Extracted material:
-*-
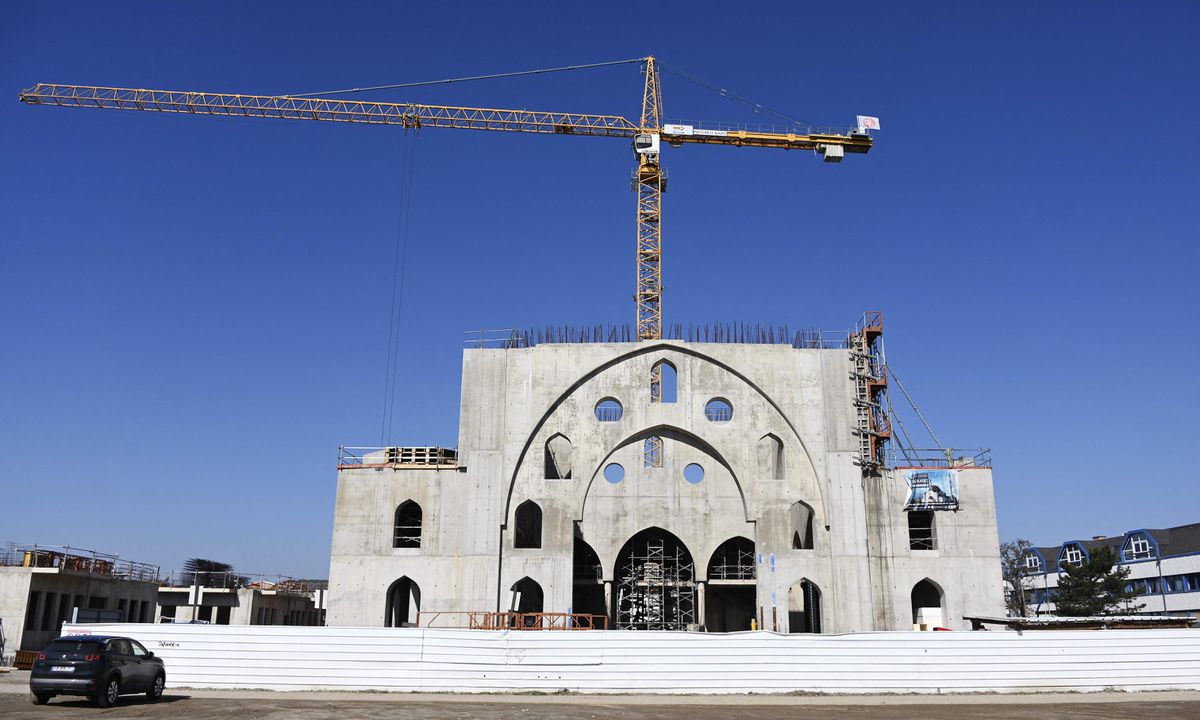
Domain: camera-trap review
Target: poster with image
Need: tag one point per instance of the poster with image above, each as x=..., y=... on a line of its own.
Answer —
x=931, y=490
-*-
What needs to be done: Rescale the entries above by reproducing every line, requests included, and multiplying each x and y coordinate in the answers by 0.25, rounding to whole numbers with halves rounded up. Leave the numbers in the requests and their format samples unchanged, and omit the pictures from your output.

Right answer:
Domain: camera-trap review
Target: poster with image
Need: tag one point per instance of the poster with image above, each as x=..., y=... on a line of its own.
Answer —
x=233, y=123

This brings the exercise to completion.